# sheeps?



## osborne311 (Aug 1, 2011)

My Dad is visiting from out of town. I am Thinking about taking my Dad to either Bob Sykes or Pensacola Pier later today or tomorrow specifically to try for some sheepshead. Plan to use fiddler crabs on #2 (not 2/0) circles with a carolina rig straight down along the columns. Anyone know which of those locations would be better and if my thinking is right? He has never caught one and I do not have a boat right now so would really like to give him a fighting chance to land one. 

If anyone knows of another location better than the two I listed without a boat please let me know. 

Thanks.


----------



## Rooster80 (Mar 7, 2011)

I am going to try the same thing tomorrow. My kids are off school this week so hopefully they can snag a couple sheepies. I am new to the area but they caught a bunch last year in the Indian River Lagoon and had a blast. Good luck and I will put a report up if I get anything.

BTW, Broxson's will have fiddlers in stock tomorrow morning (not for sure where your local bait shop is) as they were out on Monday.


Dave


----------



## bbarton13 (May 4, 2009)

Wirelessly posted (Iphone )

+++++

■ Tasks to carry out ■
1 - Based on the sheepshead fishing thread, say whether each statement agrees with it, answering yes or no and quoting the deciding words: (a) osborne311 plans to use 2/0 circle hooks; (b) Rooster80's kids caught a bunch of sheepshead last year in the Indian River Lagoon; (c) osborne311 currently has a boat.
2 - Rewrite all the records below with every "red helmet" changed to "blue cap" and nothing else altered. Omit the pictures.

+++++

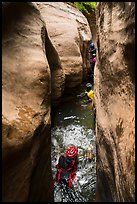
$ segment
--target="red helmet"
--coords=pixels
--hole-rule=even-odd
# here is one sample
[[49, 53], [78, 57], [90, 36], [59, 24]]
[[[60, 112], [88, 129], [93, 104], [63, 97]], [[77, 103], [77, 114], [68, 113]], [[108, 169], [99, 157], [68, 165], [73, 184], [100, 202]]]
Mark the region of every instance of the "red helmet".
[[78, 150], [74, 146], [70, 146], [66, 149], [66, 156], [69, 158], [76, 157], [78, 154]]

+++++

■ Task results ■
1 -
(a) No: "#2 (not 2/0) circles"
(b) Yes: "they caught a bunch last year in the Indian River Lagoon"
(c) No: "I do not have a boat right now"

2 -
$ segment
--target="blue cap"
--coords=pixels
--hole-rule=even-odd
# here is one sample
[[49, 53], [78, 57], [90, 36], [59, 24]]
[[[60, 112], [88, 129], [93, 104], [63, 97]], [[77, 103], [77, 114], [68, 113]], [[108, 169], [99, 157], [68, 165], [73, 184], [100, 202]]]
Mark the region of every instance of the "blue cap".
[[78, 150], [74, 146], [70, 146], [66, 149], [66, 156], [69, 158], [76, 157], [78, 154]]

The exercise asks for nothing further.